=== Section Start ===
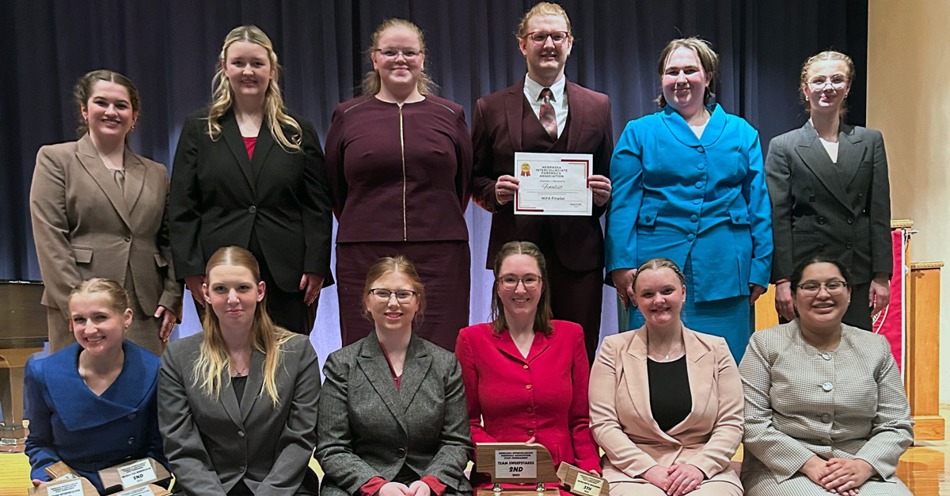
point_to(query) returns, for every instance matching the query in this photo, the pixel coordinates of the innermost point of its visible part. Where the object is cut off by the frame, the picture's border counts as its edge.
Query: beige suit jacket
(623, 425)
(84, 226)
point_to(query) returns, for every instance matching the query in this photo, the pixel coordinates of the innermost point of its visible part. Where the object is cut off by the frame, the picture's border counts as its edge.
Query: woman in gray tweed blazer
(825, 407)
(392, 416)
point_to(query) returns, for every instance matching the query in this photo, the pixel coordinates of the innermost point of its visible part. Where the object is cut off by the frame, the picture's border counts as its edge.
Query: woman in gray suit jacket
(237, 404)
(392, 416)
(830, 194)
(98, 210)
(825, 407)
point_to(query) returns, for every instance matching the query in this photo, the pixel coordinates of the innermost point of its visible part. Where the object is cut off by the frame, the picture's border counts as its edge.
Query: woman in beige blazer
(666, 401)
(825, 407)
(98, 210)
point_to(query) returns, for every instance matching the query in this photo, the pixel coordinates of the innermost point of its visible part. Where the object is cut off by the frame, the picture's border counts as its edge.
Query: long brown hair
(275, 114)
(267, 338)
(543, 315)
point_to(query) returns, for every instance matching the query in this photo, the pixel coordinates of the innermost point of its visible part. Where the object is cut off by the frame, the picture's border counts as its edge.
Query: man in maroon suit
(547, 113)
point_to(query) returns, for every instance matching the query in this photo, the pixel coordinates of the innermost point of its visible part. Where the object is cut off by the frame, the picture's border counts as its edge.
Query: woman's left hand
(684, 479)
(846, 475)
(880, 293)
(169, 319)
(310, 284)
(600, 187)
(419, 488)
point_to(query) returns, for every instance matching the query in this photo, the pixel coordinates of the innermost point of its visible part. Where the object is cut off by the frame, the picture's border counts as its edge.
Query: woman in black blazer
(830, 194)
(249, 173)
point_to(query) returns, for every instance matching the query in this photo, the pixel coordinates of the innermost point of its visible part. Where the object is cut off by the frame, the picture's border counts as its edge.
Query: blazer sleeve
(48, 205)
(463, 154)
(882, 256)
(585, 451)
(626, 173)
(185, 203)
(316, 209)
(622, 452)
(455, 445)
(39, 443)
(483, 163)
(727, 432)
(296, 442)
(892, 429)
(183, 444)
(781, 453)
(334, 437)
(335, 156)
(604, 151)
(778, 177)
(756, 194)
(466, 357)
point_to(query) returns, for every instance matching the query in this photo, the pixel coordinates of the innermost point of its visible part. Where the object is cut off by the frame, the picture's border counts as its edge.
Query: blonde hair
(274, 112)
(400, 265)
(544, 314)
(372, 83)
(118, 297)
(267, 337)
(821, 57)
(708, 58)
(542, 8)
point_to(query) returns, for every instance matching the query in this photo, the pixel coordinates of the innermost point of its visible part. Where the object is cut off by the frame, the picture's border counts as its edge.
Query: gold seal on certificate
(553, 183)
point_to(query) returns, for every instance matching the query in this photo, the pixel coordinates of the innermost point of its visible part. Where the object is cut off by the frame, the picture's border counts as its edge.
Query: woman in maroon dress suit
(398, 149)
(526, 375)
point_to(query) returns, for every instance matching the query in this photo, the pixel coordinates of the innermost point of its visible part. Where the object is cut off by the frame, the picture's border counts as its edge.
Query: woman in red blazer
(520, 369)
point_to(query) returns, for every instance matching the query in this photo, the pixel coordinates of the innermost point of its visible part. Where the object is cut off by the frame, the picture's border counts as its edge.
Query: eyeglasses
(837, 82)
(540, 37)
(832, 286)
(510, 281)
(391, 53)
(402, 295)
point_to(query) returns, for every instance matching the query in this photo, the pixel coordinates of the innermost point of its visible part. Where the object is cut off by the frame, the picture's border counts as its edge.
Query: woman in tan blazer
(666, 401)
(98, 210)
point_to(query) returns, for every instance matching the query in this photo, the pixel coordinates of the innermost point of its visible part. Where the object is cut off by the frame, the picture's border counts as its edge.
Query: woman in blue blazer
(93, 404)
(689, 186)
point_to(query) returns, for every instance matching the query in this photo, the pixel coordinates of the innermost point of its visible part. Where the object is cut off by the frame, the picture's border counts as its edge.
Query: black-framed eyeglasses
(402, 295)
(831, 285)
(391, 53)
(540, 37)
(510, 281)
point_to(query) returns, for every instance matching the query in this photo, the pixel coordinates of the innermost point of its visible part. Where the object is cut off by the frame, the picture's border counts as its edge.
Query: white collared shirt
(532, 91)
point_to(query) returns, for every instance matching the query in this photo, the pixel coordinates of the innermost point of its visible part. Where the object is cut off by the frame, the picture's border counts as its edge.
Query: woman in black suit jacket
(830, 194)
(249, 173)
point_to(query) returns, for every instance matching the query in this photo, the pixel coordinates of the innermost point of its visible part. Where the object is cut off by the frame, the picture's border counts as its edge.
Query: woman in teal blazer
(689, 186)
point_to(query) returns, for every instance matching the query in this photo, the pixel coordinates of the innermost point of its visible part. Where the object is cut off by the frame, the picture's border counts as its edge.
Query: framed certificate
(553, 183)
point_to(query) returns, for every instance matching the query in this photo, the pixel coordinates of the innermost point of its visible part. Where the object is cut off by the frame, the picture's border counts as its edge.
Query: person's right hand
(194, 284)
(505, 189)
(658, 475)
(623, 281)
(394, 489)
(783, 300)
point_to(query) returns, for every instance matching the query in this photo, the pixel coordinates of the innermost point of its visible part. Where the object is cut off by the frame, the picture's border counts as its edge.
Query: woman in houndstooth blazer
(825, 407)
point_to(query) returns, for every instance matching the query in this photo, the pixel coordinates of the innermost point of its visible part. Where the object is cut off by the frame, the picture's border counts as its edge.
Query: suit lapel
(813, 155)
(414, 372)
(699, 369)
(575, 104)
(373, 364)
(89, 158)
(850, 153)
(252, 388)
(234, 140)
(514, 112)
(637, 380)
(134, 179)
=== Section End ===
> [WHAT THIS TASK INVOLVES]:
The records above are to be duplicated exactly, pictures left out.

> [EXPECTED ANSWER]:
point_to(query) returns, for every instance matching the query in this photo, the pixel coordinates of the innermost point of its visible part. Where the object is cut off by the frame, the picture's border counts as its edge.
Query: beige suit jacket
(623, 425)
(84, 226)
point_to(query) returns, for every instance matching the query in this photo, the pixel coordinates of the innermost point of its visible part. Where the object is cut off by the frame, the picture's border counts as its edge.
Query: woman in gray tweed blazer
(825, 407)
(392, 416)
point_to(query) returns, for every instance matching the query in this photo, the pixel coordinates of the innermost point of its visible part. Where the object is cut off by the frame, the picture's border counts as its edge.
Query: woman in gray suit jacket
(237, 404)
(392, 416)
(830, 194)
(98, 210)
(825, 407)
point_to(query) returns, for every instance matching the query in this photo, the pixel coordinates of the innermost point of its visible part. Where the object is cut off by the frame, the picture's border counts as its edge.
Query: woman in beige blazer
(666, 401)
(825, 407)
(98, 210)
point_to(query) returns, for every instance matching the query in this photo, the pixel coordinates of the innermost point of its visible part. Where the object is cut off by the frame, the picture's border counts as its edge.
Query: long brown hair
(275, 114)
(267, 338)
(543, 315)
point_to(query) returns, for every instance matching the query in this photo, the pixel coordinates of the innermost point of its visible part. Where the object is cut off by the frame, the picture's border counts as its edge.
Query: man in maroon suit
(547, 113)
point_to(query) returns, for every instance matching the query in this photo, the pixel coordinates of the innermost point of its visible part. Where the object is cut off by the frame, the picture's border counts as its edge.
Query: woman's left hand
(684, 479)
(846, 475)
(880, 293)
(169, 319)
(310, 284)
(600, 187)
(419, 488)
point_to(query) returns, for every instance matching the query in this photo, the pixel coordinates of the innermost point of its visible part. Where the object is cut off by the frame, the picture's border counts as its edge.
Query: woman in black blazer
(830, 194)
(249, 173)
point_to(query) returns, for every instance matching the query in this photo, the pixel coordinates of the innermost point of its visible part. Where the object is cut off by the frame, the picture's border counts as its edge.
Query: blazer sleeve
(48, 205)
(463, 154)
(882, 256)
(585, 451)
(626, 173)
(185, 203)
(316, 209)
(622, 452)
(455, 445)
(39, 443)
(483, 163)
(727, 432)
(296, 442)
(892, 429)
(183, 444)
(781, 453)
(334, 437)
(335, 156)
(604, 151)
(778, 177)
(756, 194)
(466, 357)
point_to(query) returns, for every instance matching the query in this photo, the pixel coordinates of the innermost point of its visible part. Where the object is cut off by the frame, the picture's border counts as its edge.
Query: blonde hair
(274, 112)
(400, 265)
(544, 314)
(372, 83)
(118, 297)
(267, 337)
(821, 57)
(708, 58)
(542, 8)
point_to(query) returns, for every instance matching the query in this photo, the pixel coordinates of the innermost point of its visible part. Where the object is cut off by the frame, the picture's border counts as its edge.
Query: gold seal on certificate
(553, 183)
point_to(query) returns, for every instance matching the query in this photo, the pixel coordinates of the innermost point of its visible part. Where the object is cut off by the frame, the picture's border counts as its edge.
Query: woman in maroon dress suit
(398, 149)
(526, 375)
point_to(query) returns, for every instance matching the query in this photo, the pixel coordinates of the innermost point of its visible part. Where the object is cut off by the frame, the picture's border counts as its edge.
Query: woman in red blazer
(520, 369)
point_to(query) returns, for every instance matching the query in this photo, the pixel coordinates of the innermost point of its visible part. Where the object is cut off by the frame, the picture's border counts as its edge.
Query: eyeglasses
(837, 82)
(540, 37)
(832, 286)
(510, 281)
(391, 53)
(402, 295)
point_to(query) returns, for every instance matching the query in this photo, the pixel coordinates of the innermost point of its visible part. Where the object is cut off by the frame, the picture's border counts as its edge.
Query: woman in tan blazer
(666, 401)
(98, 210)
point_to(query) returns, for every instance matching the query in this photo, the pixel coordinates of the innermost point of its visible part. Where the object is cut off by the frame, the picture's border counts as its edge.
Query: woman in blue blazer
(93, 404)
(689, 186)
point_to(query) returns, for every instance matching the query in this photo, the pixel coordinates of the innermost point of its visible part. Where the object is cut off by the frame, the picture's border counts as its edge.
Query: black-framed eyeglasses
(402, 295)
(831, 285)
(391, 53)
(540, 37)
(510, 281)
point_to(query) returns, for every instance matching the query in this photo, the pixel coordinates of the innermost point of its visible part. Where the object is cut off by the frame, the picture's border counts as its edge.
Query: white collared shirt
(532, 91)
point_to(query) returns, for every instance matching the query in this photo, the pixel coordinates of the innermost point of its visible part. Where the object is cut off by the frame, the picture's border counts as its edge.
Query: woman in black suit jacket
(830, 194)
(249, 173)
point_to(query) returns, for every instance matching the query in this photo, the pixel coordinates of the innermost point of its visible part. Where the object is cut off by the frame, the picture's border counts as its edge.
Query: woman in teal blazer
(689, 186)
point_to(query) returns, for every instance matching the query in this photo, the pixel coordinates of the innermost point of its visible part. Where the object is cut off by the frame, the picture's border counts as its edge.
Query: framed certificate
(553, 183)
point_to(query) returns, for every instance matching the query in this photo, the pixel coordinates of the innermost point of its visible part. Where the object is cut off by the frame, the picture's border counts as its edge.
Query: person's right hand
(194, 284)
(505, 189)
(658, 475)
(623, 281)
(394, 489)
(783, 300)
point_to(query) returns, for every instance matching the query in this photo, the pixel coordinates of the innermost point of its visible part. Where the object is cut off by the frame, the picture's border counts as its edge.
Query: woman in houndstooth blazer
(825, 407)
point_to(query) returns, for every instance matching the query in this photo, the pixel coordinates of the innermost point of its visible part. Where the object is cut off by the frame, the picture's border counts as its edge.
Query: suit lapel
(813, 155)
(414, 372)
(699, 369)
(575, 104)
(373, 364)
(89, 158)
(850, 153)
(252, 388)
(234, 140)
(514, 112)
(637, 380)
(134, 179)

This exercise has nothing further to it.